A 223AI (Ackley Improved) is a standard 223 brass with the body taper 99% gone and with a 40 degree shoulder to allow for more powder capacity. 

You can AI pretty much any caliber but some result in more gain than others, the 223AI is one of the cailbers that really seem to make huge gains when being done. There pretty much a 22-250 with a smaller powder charge. Those of us that have them see the gains first hand, plus you can shoot regular factory 223 ammo through them, you need to so you can fire form the brass. Most have great accuracy in fire forming too, heck mine shot std 223 to FF so well I was afraid the full power AI loads would not shoot as well, I was wrong............

IMO there a must have wildcat, great from p dogs to whitetails.


----------



## love2fish93 (Jul 22, 2007)

do factory loads (223) carry enough consistancy to shoot out of the box? Reloading is just a bit much for me to do at the moment


----------



## Jim..47 (May 5, 2009)

I would guess factory .223 ammo should be good. You may want to experiment with reputable ammo manufactores compared to the cheap stuff on the market and decide what works best for you.

One of the biggest mistakes some folks make who relaod is that they try to load the hottest loads they can find, this sacrifices any accuracy available through good loads.


----------



## CMR (Jul 25, 2003)

Why not a .220 Swift?:evilsmile


----------



## passport (Jul 26, 2009)

love2fish93 said:


> do factory loads (223) carry enough consistancy to shoot out of the box? Reloading is just a bit much for me to do at the moment


 
Yep, it will be like anything else though, you will need to pretty much buy one box of everything and see what that gun likes. Feel free to give the left overs to me..........................................grin.

We should do a ammo swap where one guy buys a box takes 5 and swaps the other 5 or 15 for another brand, saves bunches of dough.

§ **Problems**
1/ In the forum thread on the 223 Ackley Improved, what shoulder angle does the 223AI have?
2/ From the forum thread on the 223 Ackley Improved, reproduce the passage starting at "A 223AI (Ackley" and ending at "(Jul 22, 2007)".
3/ Continue the forum thread on the 223 Ackley Improved from its last post onward.

§ **Data provided**
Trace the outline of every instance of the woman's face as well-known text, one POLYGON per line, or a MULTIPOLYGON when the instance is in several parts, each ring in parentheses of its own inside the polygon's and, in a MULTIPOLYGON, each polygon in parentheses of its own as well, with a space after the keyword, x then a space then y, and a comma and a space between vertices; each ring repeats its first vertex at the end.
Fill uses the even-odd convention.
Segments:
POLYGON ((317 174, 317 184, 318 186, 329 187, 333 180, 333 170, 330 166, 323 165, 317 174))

§ **Answer list**
1/ A 40-degree shoulder.

2/
A 223AI (Ackley Improved) is a standard 223 brass with the body taper 99% gone and with a 40 degree shoulder to allow for more powder capacity. 

You can AI pretty much any caliber but some result in more gain than others, the 223AI is one of the cailbers that really seem to make huge gains when being done. There pretty much a 22-250 with a smaller powder charge. Those of us that have them see the gains first hand, plus you can shoot regular factory 223 ammo through them, you need to so you can fire form the brass. Most have great accuracy in fire forming too, heck mine shot std 223 to FF so well I was afraid the full power AI loads would not shoot as well, I was wrong............

IMO there a must have wildcat, great from p dogs to whitetails.


----------



## love2fish93 (Jul 22, 2007)

3/
----------



## SuperSeal110 (Dec 6, 2003)

If one doesn't reload, then the .223ai would be pointless for the shooter. Standard .223 would be better in your situation.

Heck, I run the AR15 w/75g Amax's out to 1k with no problem. Get a .223 and the correct twist and it'll shine.

Here's some good info on .223 vs .223ai.

http://www.6mmbr.com/223Rem.html


John, thanks for the kind word. We'll have to stretch that .223ai this spring at the range.


----------



## MIoutdoorsjunkie (Oct 11, 2006)

As far as factory rounds go...I would take a .204 Ruger over a .223 any day of the week. Compare the ballistics of the .204 Ruger and the .223. I own a Savage Model 12 VLP in .204 Ruger and will put it against any .223 stock factory rifle out there. At 100 yrds I can easily cover up a 3 shot group with a dime. 


here is an article that you might be interested in:


*What about the .204 Ruger?
*
The arguments for having a .204 Ruger are many. This is not meant to put down in any way the .22-250, .220 Swift or .223 Rem. They are all fine calibers and each excels in their own element. However, the .204 Ruger also has its advantages.

For example, let&#8217;s take the little .17 calibers, which have gained much popularity recently. The first advantage is low recoil. The little .204 shares this characteristic. The recoil is tame enough for all shooters, from kids and ladies to men. Does this mean it is a ladies gun? Not at all! I own a little ruger 10/22 and it is a riot to shoot. But I miss the wow factor of my larger center-fire rifles. With the .204, I get the best of both worlds. Due to the low recoil, .204 owners are enjoying the ability of seeing the bullet do its work through the scope. You can&#8217;t do this with the bigger flat shooters, the .22-250 or the Swift. Truth be told, with my light gun, the Ruger MKII Ultralight, there is enough recoil that I can not keep the scope on target when I shoot the heavier 40 grain loads. However, with the heavier guns, you can. Also, with the lower recoil of the .204, the tendency to flinch or jerk is minimized. On those 300 plus yard shots, this becomes a huge factor. The reduced muzzle blast also help calm the nerves.

The .17 calibers have had a great following among furbearer hunters. Although the .204 will not be as fur-friendly as the .17 calibers, it will be much better than the larger .22 calibers.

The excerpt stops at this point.